- **Provided records**:
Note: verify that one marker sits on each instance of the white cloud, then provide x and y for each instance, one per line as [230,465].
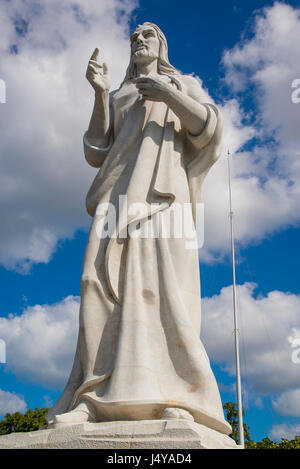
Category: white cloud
[44,178]
[266,323]
[266,196]
[288,403]
[288,432]
[11,403]
[40,343]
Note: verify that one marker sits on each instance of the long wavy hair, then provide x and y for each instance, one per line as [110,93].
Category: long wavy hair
[164,66]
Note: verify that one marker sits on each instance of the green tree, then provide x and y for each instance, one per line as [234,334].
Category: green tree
[232,418]
[30,421]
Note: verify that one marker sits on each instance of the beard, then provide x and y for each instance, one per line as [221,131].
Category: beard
[143,55]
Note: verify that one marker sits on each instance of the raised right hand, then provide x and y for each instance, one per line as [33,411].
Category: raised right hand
[99,81]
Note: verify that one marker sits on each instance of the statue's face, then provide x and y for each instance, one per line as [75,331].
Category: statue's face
[144,44]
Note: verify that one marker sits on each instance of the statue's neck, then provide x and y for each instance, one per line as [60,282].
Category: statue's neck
[145,69]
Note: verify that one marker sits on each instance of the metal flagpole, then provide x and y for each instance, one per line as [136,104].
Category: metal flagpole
[236,330]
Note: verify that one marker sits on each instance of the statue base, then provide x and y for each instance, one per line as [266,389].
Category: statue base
[142,434]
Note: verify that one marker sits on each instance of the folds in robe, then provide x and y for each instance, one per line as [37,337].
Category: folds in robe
[138,348]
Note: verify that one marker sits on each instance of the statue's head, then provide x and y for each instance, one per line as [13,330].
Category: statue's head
[149,42]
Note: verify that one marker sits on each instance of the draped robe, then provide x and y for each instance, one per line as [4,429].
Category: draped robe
[139,349]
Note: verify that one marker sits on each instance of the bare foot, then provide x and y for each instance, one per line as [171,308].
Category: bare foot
[176,413]
[82,413]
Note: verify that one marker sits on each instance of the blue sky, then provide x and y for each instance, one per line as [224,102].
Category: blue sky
[247,55]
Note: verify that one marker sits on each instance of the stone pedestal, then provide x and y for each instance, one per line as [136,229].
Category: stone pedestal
[144,434]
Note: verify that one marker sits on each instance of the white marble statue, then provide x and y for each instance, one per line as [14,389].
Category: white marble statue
[139,355]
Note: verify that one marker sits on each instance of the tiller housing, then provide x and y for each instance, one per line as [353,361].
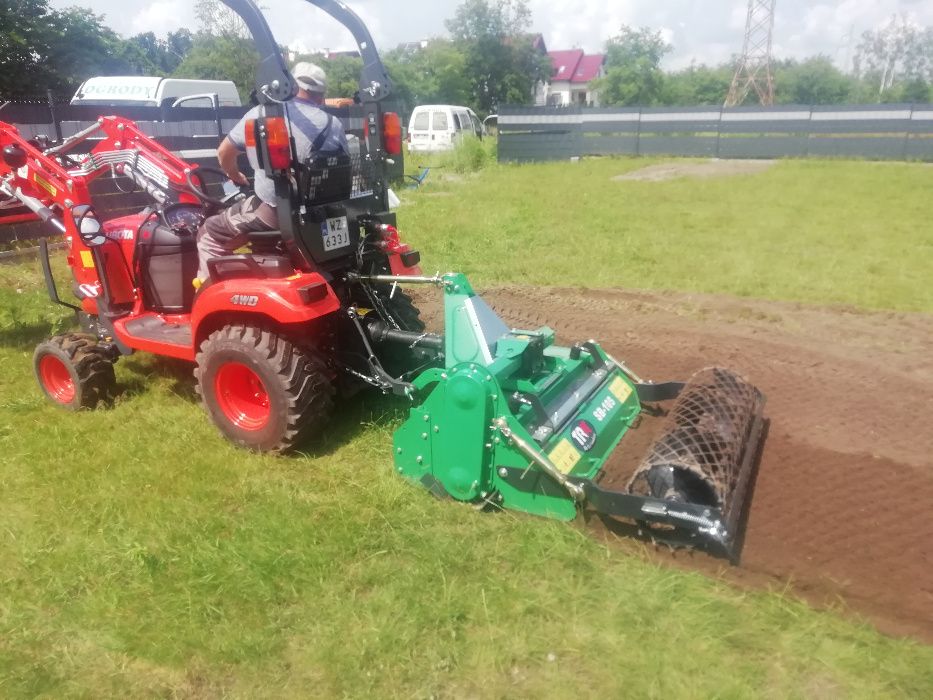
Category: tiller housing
[515,421]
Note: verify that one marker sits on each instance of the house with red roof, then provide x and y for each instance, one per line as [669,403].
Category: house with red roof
[572,76]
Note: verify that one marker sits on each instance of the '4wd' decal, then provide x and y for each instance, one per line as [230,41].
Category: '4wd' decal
[244,300]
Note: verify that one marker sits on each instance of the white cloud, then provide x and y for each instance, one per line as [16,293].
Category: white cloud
[709,31]
[161,17]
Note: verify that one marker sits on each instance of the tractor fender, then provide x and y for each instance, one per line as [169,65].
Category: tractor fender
[291,301]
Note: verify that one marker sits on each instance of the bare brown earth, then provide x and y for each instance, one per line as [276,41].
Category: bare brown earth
[842,510]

- **Problem statement**:
Convert every entry above into a Markdown table with two columns, Row and Line, giving each non-blank line its own numbered row and omitting the pictures.

- **Exercise solution**:
| Row | Line |
|---|---|
| 1 | Note: verify that one marker sits on each instance of the white cloud, then provide x and y for each instance, one per line as [230,465]. |
| 2 | Category: white cloud |
| 3 | [44,178] |
| 4 | [266,323] |
| 5 | [266,196] |
| 6 | [288,403] |
| 7 | [288,432] |
| 8 | [11,403] |
| 9 | [40,343] |
| 10 | Note: verify that one marker sits on each instance of the long wavy hair, then provide x and y for each instance, one per line as [110,93]. |
| 11 | Category: long wavy hair |
| 12 | [164,66] |
| 13 | Note: verify that one marker sits on each instance of the green tree, then provide x and y for each instance, one per line as [234,334]. |
| 14 | Category: green tree |
| 15 | [232,418] |
| 16 | [30,421] |
| 17 | Note: verify that one marker sits on each instance of the beard, then provide x and y for each instance, one per line as [221,131]. |
| 18 | Category: beard |
| 19 | [143,55] |
| 20 | Note: verify that one marker sits on each instance of the raised right hand, then provide x and y for each instance, one per line as [33,411]. |
| 21 | Category: raised right hand |
| 22 | [99,81] |
| 23 | Note: verify that one marker sits on each instance of the statue's face, then provide x and y for each instance, one per line as [75,331]. |
| 24 | Category: statue's face |
| 25 | [144,44] |
| 26 | Note: verify that one marker sits on each instance of the statue's neck, then provide x and y for each instance, one per line as [60,282]. |
| 27 | Category: statue's neck |
| 28 | [145,69] |
| 29 | Note: verify that one marker sits on each instance of the metal flagpole, then provide x and y for each instance, one per line as [136,104]. |
| 30 | Category: metal flagpole |
| 31 | [236,330] |
| 32 | Note: verify that one marker sits on each instance of the statue base, then provide x and y for each instance, one per line as [266,389]. |
| 33 | Category: statue base |
| 34 | [142,434] |
| 35 | Note: verify that one marker sits on each instance of the folds in robe, then provide x and y for each instance, one per line as [37,337]. |
| 36 | Category: folds in robe |
| 37 | [138,348] |
| 38 | Note: verify that one marker sits on each instance of the statue's head, then provide x and y for each instance, one per line as [13,330]. |
| 39 | Category: statue's head |
| 40 | [149,42] |
| 41 | Note: verify that one marker sits on each instance of the draped robe, then provide x and y for each instance, one per line as [4,429]. |
| 42 | Category: draped robe |
| 43 | [139,349] |
| 44 | Note: verify that one marker sits on each instance of the bare foot, then provide x and y for each instance, one per line as [171,308]. |
| 45 | Category: bare foot |
| 46 | [176,413] |
| 47 | [82,413] |
| 48 | Note: verify that one marker sits on each instance of the blue sky, then provide x and y for each instance, one per line as [224,102]. |
| 49 | Category: blue sky |
| 50 | [247,55] |
| 51 | Note: verify that one marker sits on each instance of the stone pedestal, then provide x and y for each instance, one per line as [136,229]. |
| 52 | Category: stone pedestal |
| 53 | [144,434] |
| 54 | Note: verify that one marker sits on each instance of the white marble statue, then provide x and y for each instance, one per line as [14,389]. |
| 55 | Category: white marble statue |
| 56 | [139,355] |
| 57 | Note: verify that one marker sits on each instance of the tiller housing, then provide x and y for each instance, one per line as [353,361]. |
| 58 | Category: tiller housing |
| 59 | [515,421] |
| 60 | Note: verify that one marker sits on each instance of the house with red roof, then provide x and y for each instance, one per line as [669,403]. |
| 61 | Category: house with red roof |
| 62 | [572,76] |
| 63 | Note: verify that one marker sits on each instance of the '4wd' decal, then provide x and y for each instance, one per line as [230,41]. |
| 64 | Category: '4wd' decal |
| 65 | [244,300] |
| 66 | Note: verify that one marker sits on each instance of the white cloud, then provide x and y for each instance, one per line as [16,293]. |
| 67 | Category: white cloud |
| 68 | [709,31] |
| 69 | [161,17] |
| 70 | Note: verify that one marker sits on each instance of the tractor fender, then provide x and y for each instance, one per line as [169,65]. |
| 71 | Category: tractor fender |
| 72 | [291,301] |
| 73 | Note: verify that one marker sits on each instance of the bare brown earth, then provide x and y for each instance, one per line as [276,41]. |
| 74 | Category: bare brown earth |
| 75 | [842,510] |